SELECTED EXTRACT ::
--- begin ---

Chansky, Williams, and the friends of men’s basketball would have the world believe that twenty years of bogus class scheduling was done without the knowledge of anyone actually connected to the men’s basketball program. Coaches (who are paid millions to know everything) supposedly knew nothing. The only academic counselor who was knowingly, inexcusably corrupt, they say, was philosophy instructor Jan Boxill, counselor for the women’s basketball team. This “powerful” figure, they say, corrupted women’s basketball of her own volition. Thankfully, all other counselors were innocent–even if it is unfortunate that they failed to detect the shenanigans of Crowder and Boxill.
The layers of absurdity in this line of argument become hard to distinguish. One might start, however, with the simple fact that Jan Boxill, whatever her flaws, was far more vulnerable than powerful. She was an untenured instructor whose employment at UNC was always partially contingent on her services to the athletic program. She was a highly valuable cog in the machine because of her go-between status and her ability to negotiate academic protocols for counselors who were physically segregated from the main arteries of the campus. But her great value also increased her vulnerability. She was pressured constantly by other personnel in the Academic Support Program to call in favors, to make phone calls, to ask for benefits that were “needed” by athletes with low GPA’s, travel commitments, or other handicaps.

--- end ---

EXERCISE :: Reproduce word for word the part of the passage on Jan Boxill and the UNC basketball program that begins with "The layers of" and ends after "or other handicaps.".

RAW DATA ::

--- begin ---

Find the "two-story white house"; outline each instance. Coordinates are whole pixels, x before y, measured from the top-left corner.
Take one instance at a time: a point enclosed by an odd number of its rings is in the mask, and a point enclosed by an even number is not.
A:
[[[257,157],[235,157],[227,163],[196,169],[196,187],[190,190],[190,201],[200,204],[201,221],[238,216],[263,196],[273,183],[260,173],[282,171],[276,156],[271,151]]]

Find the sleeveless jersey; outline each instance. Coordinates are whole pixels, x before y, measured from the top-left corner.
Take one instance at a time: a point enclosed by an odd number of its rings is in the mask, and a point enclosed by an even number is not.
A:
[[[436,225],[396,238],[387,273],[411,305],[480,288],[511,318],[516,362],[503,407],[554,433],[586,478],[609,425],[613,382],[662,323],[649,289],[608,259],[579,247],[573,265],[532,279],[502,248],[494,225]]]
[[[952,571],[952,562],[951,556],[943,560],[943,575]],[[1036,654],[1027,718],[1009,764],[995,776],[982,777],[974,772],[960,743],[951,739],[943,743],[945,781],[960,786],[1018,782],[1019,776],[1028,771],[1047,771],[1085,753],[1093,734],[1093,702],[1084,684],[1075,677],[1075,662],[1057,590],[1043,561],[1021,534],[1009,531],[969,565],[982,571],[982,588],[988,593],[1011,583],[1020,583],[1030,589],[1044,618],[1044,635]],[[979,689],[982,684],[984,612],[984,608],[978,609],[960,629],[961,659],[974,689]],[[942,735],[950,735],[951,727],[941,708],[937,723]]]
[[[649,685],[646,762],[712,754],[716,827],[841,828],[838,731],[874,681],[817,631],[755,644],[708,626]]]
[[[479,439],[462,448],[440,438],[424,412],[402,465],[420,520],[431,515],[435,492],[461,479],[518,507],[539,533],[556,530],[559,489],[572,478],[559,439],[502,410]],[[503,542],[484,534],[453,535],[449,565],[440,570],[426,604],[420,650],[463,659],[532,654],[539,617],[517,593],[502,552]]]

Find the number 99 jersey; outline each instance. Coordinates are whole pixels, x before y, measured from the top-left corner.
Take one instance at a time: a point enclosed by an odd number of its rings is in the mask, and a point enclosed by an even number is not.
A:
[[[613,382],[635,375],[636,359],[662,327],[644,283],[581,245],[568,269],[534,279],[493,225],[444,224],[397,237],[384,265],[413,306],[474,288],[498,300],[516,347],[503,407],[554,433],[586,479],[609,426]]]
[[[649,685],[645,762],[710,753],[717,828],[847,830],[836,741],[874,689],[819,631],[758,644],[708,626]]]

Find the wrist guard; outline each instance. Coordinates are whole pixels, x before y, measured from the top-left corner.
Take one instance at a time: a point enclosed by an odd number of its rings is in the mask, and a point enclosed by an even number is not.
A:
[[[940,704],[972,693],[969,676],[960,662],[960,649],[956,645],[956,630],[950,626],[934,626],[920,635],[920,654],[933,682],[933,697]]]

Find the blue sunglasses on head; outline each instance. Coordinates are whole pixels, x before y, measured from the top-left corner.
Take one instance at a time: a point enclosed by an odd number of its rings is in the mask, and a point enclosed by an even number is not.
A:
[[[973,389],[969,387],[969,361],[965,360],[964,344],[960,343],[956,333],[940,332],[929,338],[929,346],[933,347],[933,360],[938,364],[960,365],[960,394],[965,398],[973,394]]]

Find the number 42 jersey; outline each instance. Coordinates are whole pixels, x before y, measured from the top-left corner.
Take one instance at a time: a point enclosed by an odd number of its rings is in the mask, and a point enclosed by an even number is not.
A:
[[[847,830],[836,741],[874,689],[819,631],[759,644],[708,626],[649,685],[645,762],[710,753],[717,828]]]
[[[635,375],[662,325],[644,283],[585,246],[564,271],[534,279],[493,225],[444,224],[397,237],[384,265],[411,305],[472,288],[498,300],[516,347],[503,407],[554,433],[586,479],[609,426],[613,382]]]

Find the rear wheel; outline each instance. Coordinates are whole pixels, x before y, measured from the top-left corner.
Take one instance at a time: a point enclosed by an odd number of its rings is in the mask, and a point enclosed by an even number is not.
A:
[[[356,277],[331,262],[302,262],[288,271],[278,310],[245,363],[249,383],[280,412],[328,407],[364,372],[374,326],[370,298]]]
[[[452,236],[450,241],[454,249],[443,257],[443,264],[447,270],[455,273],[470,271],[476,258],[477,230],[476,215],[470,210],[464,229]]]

--- end ---

TASK RESPONSE ::
The layers of absurdity in this line of argument become hard to distinguish. One might start, however, with the simple fact that Jan Boxill, whatever her flaws, was far more vulnerable than powerful. She was an untenured instructor whose employment at UNC was always partially contingent on her services to the athletic program. She was a highly valuable cog in the machine because of her go-between status and her ability to negotiate academic protocols for counselors who were physically segregated from the main arteries of the campus. But her great value also increased her vulnerability. She was pressured constantly by other personnel in the Academic Support Program to call in favors, to make phone calls, to ask for benefits that were “needed” by athletes with low GPA’s, travel commitments, or other handicaps.